* Exercise requirements
Keep the pictures out. Restate the entries below word for word.
[Start of Attachment]
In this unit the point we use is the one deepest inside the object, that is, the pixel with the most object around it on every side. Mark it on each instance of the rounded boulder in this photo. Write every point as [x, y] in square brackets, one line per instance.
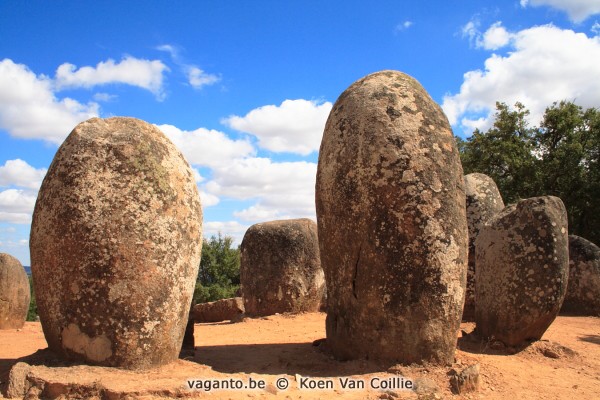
[15, 293]
[280, 268]
[483, 202]
[583, 290]
[522, 261]
[392, 223]
[115, 245]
[End of Attachment]
* Task result
In this unit the point we use is the one deepest inside the object, that is, the pixel with the most object around it on every side. Mark it on each instance of the rounded boulder in this photo. Write every point as [x, y] in square brackets, one line per instance.
[15, 293]
[280, 268]
[483, 202]
[583, 290]
[522, 261]
[392, 223]
[115, 245]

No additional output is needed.